Reply only with how many lines below contain "cliff".

####################

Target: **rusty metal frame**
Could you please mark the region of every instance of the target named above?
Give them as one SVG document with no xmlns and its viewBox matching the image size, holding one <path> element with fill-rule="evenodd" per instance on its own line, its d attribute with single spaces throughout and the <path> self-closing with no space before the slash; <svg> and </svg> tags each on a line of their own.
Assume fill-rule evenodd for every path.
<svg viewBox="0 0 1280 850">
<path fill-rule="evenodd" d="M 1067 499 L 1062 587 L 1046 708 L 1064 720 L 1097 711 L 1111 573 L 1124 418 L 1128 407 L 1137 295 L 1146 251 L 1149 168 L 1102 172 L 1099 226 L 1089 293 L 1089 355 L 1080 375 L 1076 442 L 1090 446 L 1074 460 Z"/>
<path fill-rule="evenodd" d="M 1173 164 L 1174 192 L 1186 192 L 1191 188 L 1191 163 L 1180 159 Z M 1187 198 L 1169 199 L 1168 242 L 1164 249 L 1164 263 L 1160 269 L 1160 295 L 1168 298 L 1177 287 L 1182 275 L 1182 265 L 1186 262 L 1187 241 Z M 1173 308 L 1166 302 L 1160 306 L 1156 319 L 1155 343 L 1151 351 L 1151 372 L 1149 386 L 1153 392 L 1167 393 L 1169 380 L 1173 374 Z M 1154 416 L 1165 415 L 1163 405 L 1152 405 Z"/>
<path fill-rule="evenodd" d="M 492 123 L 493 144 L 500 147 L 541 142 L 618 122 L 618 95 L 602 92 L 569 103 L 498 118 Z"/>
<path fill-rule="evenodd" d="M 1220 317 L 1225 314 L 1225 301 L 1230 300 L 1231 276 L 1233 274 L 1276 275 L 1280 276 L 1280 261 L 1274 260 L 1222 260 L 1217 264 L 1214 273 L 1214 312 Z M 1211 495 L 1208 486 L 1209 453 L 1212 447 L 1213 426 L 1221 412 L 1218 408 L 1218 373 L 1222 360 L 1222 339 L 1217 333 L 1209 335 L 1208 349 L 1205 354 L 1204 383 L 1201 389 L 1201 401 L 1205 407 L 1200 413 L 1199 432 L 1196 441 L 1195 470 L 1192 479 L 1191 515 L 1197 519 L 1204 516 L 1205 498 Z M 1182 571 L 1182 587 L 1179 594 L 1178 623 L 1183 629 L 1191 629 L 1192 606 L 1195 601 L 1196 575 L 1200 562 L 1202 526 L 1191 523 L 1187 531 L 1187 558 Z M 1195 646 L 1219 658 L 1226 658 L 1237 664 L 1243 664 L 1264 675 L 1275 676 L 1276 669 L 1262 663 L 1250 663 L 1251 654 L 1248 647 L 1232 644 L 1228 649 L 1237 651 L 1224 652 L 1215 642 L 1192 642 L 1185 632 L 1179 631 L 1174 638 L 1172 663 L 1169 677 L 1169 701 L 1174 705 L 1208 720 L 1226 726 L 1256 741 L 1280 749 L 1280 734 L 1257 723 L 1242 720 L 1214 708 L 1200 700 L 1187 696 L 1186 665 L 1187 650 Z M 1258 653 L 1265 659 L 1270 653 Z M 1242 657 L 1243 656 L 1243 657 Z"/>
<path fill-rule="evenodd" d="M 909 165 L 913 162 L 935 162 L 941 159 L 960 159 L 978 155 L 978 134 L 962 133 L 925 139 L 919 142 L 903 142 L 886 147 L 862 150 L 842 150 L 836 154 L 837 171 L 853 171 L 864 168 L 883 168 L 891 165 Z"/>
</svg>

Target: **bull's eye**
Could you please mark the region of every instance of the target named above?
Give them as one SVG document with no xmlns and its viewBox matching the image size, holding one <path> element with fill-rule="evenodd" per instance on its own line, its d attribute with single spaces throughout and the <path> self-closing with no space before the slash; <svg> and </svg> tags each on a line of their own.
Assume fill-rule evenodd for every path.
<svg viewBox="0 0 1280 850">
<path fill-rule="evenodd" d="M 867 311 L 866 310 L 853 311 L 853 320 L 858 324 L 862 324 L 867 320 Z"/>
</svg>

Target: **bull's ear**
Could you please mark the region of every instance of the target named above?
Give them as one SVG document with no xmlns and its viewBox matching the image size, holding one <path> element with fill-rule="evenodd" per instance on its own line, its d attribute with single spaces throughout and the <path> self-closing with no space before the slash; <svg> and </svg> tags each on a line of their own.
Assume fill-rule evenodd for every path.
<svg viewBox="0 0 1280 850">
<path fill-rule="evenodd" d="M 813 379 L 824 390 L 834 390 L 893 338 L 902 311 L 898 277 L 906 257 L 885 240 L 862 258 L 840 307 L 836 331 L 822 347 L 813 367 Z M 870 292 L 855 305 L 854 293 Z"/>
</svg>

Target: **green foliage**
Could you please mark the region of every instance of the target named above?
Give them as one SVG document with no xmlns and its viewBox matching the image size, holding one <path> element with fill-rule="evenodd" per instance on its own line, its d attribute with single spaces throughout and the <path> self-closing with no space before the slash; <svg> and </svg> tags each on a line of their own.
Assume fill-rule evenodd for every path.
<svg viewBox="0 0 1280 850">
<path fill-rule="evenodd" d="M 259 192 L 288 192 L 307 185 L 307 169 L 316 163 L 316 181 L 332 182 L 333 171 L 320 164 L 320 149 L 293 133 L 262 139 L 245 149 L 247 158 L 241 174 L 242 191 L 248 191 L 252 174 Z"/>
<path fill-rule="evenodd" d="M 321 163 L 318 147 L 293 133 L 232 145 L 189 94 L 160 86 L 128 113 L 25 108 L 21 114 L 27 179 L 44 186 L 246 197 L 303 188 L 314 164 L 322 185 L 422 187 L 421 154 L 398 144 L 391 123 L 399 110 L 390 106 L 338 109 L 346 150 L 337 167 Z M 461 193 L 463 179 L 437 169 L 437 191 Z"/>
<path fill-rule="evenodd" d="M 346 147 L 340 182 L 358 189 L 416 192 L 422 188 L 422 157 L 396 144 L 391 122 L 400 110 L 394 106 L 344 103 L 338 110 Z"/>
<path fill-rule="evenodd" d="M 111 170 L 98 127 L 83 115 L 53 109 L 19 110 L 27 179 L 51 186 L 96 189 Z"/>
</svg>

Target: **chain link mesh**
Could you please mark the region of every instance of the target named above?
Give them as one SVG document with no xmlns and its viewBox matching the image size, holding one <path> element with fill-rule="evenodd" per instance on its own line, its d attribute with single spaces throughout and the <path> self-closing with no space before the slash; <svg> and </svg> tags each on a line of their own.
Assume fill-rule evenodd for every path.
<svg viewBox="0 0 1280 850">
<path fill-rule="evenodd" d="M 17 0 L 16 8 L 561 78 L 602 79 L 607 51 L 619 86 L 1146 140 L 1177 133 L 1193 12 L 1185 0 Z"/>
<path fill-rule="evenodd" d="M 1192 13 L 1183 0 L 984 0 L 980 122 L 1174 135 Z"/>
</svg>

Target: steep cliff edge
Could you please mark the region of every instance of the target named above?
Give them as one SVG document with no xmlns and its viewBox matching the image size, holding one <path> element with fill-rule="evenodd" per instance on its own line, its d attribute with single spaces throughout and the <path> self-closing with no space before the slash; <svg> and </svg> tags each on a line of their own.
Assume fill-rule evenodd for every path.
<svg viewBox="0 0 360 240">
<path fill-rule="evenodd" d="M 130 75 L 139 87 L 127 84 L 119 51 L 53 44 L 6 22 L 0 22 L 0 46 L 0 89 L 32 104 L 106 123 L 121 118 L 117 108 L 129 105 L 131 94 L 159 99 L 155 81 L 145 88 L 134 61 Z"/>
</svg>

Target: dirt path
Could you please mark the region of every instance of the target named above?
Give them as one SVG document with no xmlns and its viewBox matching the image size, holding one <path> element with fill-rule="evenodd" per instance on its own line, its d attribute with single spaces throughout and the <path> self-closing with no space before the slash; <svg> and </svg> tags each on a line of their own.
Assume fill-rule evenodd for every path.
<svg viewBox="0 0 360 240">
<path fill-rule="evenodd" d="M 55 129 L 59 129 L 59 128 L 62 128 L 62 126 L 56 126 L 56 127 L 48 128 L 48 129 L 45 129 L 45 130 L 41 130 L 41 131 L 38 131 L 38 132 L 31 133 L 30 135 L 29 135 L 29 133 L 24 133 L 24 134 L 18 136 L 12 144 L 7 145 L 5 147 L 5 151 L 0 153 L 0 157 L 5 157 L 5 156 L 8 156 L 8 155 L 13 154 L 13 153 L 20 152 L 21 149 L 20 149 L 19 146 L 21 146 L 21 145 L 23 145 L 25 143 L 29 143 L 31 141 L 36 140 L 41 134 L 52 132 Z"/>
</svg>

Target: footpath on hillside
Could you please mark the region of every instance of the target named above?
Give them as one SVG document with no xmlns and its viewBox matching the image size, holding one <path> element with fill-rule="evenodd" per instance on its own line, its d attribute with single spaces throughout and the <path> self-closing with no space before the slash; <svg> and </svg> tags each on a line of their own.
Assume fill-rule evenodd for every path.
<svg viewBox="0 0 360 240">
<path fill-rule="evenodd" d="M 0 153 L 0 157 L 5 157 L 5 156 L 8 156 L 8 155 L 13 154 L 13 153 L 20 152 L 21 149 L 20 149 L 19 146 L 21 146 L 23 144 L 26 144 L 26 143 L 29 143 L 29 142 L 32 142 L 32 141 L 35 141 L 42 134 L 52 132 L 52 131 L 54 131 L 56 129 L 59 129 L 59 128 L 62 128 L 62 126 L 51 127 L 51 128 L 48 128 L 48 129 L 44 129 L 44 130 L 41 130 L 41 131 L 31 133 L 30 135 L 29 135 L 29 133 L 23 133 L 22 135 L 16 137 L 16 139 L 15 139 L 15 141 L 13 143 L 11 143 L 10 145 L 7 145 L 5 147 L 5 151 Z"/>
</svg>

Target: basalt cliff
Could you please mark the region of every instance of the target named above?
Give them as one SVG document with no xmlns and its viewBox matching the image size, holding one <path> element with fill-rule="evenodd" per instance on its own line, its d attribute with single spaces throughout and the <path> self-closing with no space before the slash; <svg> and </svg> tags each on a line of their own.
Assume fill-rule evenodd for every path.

####################

## Solved exercise
2